● Description of the task
Please count the lines in the entries below that contain the word "cushion", and give only that number.

Items from a dataset:
## Begin

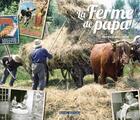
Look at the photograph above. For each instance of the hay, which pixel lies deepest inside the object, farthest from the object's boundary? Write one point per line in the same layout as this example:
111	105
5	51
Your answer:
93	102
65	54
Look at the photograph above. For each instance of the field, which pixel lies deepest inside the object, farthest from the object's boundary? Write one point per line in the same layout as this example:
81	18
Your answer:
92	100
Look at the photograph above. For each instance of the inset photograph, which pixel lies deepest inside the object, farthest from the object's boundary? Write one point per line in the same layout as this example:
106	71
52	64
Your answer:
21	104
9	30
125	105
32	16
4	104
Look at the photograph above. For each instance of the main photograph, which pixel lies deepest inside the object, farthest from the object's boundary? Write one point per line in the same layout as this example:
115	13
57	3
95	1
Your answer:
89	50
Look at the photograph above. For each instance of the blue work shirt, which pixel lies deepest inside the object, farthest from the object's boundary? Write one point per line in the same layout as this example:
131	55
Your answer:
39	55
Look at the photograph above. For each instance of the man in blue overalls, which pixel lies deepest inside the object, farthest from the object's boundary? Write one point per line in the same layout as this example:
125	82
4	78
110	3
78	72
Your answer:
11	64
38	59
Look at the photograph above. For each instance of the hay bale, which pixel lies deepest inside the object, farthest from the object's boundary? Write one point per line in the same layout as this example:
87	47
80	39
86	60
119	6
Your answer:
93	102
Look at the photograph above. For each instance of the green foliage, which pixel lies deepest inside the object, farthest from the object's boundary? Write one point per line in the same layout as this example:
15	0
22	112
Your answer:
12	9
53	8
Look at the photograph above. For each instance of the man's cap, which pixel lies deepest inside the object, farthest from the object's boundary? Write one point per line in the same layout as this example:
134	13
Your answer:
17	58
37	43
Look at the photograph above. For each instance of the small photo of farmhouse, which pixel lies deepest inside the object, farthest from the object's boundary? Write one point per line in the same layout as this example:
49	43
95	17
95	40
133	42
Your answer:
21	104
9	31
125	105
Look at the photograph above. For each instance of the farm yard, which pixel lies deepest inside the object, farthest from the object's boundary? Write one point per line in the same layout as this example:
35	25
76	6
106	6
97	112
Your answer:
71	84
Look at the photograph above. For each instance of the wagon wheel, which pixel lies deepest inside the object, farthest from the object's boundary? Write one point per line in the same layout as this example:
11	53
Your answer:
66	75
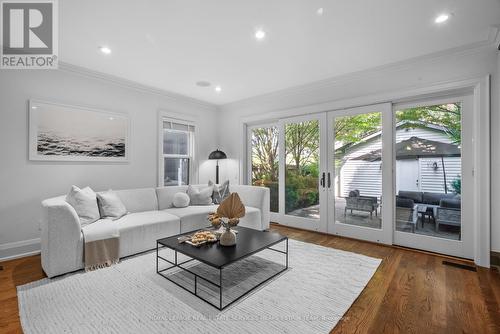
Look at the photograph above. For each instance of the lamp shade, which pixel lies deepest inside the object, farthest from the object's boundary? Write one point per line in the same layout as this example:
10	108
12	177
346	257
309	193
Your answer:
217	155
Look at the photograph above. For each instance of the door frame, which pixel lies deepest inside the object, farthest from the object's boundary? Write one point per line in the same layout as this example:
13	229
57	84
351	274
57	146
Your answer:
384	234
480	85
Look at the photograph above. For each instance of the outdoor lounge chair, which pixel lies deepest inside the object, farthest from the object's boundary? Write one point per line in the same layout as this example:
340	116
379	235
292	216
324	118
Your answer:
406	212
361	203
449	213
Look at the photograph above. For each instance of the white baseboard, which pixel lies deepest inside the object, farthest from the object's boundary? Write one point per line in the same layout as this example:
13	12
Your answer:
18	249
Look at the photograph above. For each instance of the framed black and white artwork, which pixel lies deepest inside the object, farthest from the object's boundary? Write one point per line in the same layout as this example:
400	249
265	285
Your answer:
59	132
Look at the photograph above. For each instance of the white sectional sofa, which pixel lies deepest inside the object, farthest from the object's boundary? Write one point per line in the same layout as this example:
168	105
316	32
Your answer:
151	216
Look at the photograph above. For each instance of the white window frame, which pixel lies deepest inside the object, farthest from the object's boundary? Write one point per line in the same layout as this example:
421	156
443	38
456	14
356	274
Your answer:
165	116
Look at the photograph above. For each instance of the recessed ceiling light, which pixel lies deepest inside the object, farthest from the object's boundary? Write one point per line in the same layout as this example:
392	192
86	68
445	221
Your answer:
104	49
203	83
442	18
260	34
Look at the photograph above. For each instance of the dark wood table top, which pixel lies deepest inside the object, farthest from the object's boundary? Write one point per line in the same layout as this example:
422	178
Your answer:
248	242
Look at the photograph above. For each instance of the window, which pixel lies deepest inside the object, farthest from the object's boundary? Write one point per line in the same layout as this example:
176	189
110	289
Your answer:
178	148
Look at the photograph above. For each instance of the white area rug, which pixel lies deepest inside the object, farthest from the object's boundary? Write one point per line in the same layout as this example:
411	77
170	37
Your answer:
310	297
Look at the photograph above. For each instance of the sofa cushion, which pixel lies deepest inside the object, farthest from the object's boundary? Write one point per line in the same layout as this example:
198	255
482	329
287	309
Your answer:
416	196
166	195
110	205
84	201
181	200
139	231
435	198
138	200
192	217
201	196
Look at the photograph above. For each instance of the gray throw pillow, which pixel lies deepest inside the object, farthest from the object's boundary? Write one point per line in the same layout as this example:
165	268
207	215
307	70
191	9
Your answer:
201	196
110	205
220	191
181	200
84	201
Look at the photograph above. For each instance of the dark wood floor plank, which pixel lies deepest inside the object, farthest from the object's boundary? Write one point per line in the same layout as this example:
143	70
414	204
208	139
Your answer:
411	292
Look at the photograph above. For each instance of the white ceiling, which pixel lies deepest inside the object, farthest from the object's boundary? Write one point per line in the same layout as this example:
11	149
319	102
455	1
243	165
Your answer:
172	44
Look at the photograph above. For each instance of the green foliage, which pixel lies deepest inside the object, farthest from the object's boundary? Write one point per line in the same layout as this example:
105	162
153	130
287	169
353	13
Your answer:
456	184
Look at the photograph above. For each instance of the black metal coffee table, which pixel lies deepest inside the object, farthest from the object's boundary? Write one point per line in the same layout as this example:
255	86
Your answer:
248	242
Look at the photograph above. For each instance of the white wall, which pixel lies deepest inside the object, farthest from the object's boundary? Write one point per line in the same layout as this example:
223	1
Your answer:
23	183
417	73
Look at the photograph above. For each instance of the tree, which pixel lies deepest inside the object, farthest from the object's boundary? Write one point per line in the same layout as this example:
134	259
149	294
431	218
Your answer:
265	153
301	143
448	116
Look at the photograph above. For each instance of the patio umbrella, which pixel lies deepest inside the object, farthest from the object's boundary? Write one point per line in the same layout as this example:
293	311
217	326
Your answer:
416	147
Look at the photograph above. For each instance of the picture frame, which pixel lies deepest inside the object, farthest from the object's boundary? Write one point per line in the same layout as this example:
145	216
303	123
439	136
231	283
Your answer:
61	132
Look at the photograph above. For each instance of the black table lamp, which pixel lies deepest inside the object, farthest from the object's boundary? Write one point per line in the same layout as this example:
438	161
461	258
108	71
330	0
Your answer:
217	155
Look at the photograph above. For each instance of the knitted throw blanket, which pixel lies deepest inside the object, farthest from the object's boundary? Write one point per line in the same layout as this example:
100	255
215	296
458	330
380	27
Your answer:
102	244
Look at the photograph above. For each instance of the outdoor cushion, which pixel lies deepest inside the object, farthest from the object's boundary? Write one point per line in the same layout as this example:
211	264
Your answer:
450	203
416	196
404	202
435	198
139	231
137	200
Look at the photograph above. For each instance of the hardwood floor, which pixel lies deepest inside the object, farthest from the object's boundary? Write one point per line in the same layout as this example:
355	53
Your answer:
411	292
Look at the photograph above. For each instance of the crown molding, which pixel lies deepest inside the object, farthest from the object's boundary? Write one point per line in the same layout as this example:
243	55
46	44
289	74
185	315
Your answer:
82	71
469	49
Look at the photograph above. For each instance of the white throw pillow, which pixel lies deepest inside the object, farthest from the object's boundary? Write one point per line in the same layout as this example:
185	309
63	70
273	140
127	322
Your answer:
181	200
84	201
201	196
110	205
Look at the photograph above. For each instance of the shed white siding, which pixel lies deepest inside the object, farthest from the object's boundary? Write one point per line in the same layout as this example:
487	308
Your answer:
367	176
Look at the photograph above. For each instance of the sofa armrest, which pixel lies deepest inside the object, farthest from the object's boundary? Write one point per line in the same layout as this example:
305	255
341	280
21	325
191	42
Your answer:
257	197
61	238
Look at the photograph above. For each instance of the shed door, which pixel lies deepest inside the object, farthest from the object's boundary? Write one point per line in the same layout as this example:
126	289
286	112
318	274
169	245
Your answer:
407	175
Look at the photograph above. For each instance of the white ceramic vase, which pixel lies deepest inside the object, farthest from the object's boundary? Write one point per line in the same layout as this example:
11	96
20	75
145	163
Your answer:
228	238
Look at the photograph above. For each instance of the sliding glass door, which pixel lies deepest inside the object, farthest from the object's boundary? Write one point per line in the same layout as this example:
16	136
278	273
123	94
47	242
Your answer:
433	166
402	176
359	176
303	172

## End
## Begin

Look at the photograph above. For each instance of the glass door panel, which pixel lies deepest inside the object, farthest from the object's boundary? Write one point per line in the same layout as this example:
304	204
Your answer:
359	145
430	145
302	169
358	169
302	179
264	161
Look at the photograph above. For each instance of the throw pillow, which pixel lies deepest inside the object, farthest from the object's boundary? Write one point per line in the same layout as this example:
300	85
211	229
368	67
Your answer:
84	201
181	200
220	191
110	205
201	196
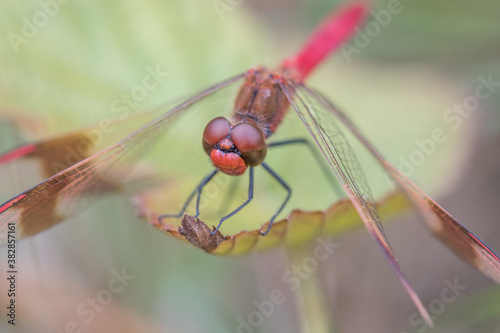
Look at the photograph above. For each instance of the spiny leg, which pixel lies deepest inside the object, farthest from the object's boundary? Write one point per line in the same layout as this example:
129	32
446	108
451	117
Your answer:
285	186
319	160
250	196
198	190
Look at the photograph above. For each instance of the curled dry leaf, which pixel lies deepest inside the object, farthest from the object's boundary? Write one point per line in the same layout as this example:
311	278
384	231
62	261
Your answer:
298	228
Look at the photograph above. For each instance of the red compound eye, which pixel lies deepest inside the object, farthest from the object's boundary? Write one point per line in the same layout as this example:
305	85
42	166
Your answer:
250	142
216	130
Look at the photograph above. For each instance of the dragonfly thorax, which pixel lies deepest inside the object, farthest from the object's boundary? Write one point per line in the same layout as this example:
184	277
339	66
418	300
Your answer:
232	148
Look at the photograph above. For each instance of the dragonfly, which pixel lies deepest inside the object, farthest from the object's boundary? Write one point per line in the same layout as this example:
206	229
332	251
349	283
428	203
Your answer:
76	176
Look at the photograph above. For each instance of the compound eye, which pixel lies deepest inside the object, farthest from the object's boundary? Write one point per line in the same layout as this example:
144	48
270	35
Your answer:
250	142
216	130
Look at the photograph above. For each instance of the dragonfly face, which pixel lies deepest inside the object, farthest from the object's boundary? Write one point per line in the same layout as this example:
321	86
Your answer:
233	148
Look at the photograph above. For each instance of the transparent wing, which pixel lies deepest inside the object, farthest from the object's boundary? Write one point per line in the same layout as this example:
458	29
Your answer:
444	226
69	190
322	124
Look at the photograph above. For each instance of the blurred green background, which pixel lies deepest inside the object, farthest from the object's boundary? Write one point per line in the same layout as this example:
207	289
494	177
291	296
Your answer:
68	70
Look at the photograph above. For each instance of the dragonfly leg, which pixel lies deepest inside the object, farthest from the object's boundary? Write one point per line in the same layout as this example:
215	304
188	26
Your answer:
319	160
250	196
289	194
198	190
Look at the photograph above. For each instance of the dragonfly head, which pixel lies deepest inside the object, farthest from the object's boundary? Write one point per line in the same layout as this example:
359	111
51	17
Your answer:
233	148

## End

● Answer below
2